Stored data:
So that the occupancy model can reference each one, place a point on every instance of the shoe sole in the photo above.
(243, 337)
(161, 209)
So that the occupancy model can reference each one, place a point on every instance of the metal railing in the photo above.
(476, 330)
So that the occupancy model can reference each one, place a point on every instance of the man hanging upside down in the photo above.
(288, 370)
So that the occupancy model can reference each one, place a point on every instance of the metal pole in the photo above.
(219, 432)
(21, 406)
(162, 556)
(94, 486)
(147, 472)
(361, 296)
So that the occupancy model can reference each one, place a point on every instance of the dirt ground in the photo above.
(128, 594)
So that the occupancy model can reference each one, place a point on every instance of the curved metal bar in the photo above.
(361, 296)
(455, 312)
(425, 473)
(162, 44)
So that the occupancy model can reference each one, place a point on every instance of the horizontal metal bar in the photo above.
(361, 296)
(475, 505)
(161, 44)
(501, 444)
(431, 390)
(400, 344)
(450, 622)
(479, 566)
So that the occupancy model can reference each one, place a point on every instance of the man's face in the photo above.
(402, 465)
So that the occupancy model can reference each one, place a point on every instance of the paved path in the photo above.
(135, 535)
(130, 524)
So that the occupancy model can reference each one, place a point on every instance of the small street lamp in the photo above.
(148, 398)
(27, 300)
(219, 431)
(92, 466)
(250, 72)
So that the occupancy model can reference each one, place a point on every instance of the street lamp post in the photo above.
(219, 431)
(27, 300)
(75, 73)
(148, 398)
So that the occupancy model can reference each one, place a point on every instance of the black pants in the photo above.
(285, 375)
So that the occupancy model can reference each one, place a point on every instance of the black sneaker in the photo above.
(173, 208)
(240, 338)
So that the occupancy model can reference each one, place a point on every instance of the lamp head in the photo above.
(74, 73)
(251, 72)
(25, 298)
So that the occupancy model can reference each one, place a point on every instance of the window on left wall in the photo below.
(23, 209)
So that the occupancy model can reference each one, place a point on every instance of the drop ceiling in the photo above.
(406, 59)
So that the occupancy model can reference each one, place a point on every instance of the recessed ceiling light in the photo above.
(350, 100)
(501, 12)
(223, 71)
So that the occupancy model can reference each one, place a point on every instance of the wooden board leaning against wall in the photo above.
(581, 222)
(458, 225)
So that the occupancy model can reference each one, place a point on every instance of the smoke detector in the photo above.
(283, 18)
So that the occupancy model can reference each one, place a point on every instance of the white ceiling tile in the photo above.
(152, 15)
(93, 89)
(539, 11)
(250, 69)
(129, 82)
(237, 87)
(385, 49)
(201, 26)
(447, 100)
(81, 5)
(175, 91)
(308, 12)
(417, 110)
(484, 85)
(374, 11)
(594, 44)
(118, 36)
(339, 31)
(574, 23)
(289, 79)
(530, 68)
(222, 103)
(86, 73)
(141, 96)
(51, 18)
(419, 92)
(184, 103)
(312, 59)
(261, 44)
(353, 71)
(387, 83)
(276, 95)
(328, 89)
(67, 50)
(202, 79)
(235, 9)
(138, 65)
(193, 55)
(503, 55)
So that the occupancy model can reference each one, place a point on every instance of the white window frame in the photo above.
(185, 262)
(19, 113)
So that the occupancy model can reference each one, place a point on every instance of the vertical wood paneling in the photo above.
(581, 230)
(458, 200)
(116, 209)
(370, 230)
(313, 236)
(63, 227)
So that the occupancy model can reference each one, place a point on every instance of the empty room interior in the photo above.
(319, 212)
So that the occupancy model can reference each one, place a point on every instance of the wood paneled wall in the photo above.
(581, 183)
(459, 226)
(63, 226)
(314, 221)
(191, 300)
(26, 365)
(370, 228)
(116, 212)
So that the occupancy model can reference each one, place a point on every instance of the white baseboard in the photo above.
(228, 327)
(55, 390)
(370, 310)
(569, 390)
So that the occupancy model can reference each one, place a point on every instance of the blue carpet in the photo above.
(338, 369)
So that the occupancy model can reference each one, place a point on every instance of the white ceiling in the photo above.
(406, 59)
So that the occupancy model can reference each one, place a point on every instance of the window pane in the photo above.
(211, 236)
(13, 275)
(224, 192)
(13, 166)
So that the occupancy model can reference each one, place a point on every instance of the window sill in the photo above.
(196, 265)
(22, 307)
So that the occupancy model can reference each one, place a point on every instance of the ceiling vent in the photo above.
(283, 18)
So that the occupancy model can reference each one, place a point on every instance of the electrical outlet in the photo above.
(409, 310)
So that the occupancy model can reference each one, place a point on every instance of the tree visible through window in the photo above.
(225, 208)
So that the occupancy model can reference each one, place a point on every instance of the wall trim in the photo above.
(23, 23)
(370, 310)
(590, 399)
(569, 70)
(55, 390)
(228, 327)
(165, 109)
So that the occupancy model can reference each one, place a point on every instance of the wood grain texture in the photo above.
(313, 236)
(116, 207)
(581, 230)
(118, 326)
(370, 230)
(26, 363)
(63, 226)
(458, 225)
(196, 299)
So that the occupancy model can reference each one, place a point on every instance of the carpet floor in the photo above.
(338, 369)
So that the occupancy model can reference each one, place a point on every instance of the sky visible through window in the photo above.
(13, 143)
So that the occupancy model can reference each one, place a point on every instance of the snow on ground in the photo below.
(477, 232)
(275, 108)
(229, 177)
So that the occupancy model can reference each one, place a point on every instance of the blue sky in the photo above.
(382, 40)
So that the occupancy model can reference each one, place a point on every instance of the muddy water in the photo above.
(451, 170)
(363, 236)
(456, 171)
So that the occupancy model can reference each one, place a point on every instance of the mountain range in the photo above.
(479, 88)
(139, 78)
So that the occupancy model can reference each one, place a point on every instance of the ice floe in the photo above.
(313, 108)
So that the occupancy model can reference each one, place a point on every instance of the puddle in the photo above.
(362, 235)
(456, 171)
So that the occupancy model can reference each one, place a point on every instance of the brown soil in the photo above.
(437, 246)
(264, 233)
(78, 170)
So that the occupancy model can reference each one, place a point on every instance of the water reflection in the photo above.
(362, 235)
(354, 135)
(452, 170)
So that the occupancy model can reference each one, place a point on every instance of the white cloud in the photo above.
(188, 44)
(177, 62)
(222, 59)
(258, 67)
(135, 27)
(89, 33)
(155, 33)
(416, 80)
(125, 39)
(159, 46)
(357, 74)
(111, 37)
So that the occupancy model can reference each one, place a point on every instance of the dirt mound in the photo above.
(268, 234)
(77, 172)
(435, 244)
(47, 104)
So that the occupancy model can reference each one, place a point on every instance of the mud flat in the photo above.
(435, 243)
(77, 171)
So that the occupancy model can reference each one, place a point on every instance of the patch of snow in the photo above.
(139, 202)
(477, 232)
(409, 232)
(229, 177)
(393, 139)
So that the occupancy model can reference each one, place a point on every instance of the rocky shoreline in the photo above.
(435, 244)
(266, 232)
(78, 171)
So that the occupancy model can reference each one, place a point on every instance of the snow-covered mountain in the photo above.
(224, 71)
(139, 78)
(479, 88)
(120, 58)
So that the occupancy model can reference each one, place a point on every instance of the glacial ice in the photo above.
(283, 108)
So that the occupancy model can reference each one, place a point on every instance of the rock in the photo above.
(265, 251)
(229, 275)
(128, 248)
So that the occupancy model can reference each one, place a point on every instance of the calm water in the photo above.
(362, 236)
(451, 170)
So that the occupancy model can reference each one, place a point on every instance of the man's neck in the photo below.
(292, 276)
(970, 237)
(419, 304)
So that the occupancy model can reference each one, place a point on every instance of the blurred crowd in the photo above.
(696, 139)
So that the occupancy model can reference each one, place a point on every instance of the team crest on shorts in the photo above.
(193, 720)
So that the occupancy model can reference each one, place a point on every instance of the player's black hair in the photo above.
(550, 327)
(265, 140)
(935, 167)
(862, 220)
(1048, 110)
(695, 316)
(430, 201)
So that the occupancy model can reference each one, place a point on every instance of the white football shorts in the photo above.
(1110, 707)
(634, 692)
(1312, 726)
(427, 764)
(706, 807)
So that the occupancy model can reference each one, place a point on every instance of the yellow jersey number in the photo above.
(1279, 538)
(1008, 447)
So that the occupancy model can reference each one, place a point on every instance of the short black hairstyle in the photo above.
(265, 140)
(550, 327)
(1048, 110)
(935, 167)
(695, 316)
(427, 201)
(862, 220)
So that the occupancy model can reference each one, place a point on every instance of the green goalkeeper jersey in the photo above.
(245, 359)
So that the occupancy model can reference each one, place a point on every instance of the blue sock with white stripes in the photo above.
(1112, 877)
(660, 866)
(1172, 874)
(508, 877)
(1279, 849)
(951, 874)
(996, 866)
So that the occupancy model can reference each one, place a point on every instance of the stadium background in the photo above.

Aim:
With the line containing "jersey in the photo above." as the first and the last line of the records as the final one, print exactly the lines in that span.

Output of the exercise:
So that the occupancy model can reference each one, place a point on every instance of the green goalkeeper jersey in the photo above.
(245, 359)
So that the occupancy model can reference each one, place a point on every instance of the blue sock with white stripes in the photo above.
(1112, 877)
(660, 866)
(1172, 874)
(508, 877)
(1279, 849)
(951, 874)
(996, 866)
So that the occupancy model can reference each one, place a point on every instance of the stadium background in the photo above.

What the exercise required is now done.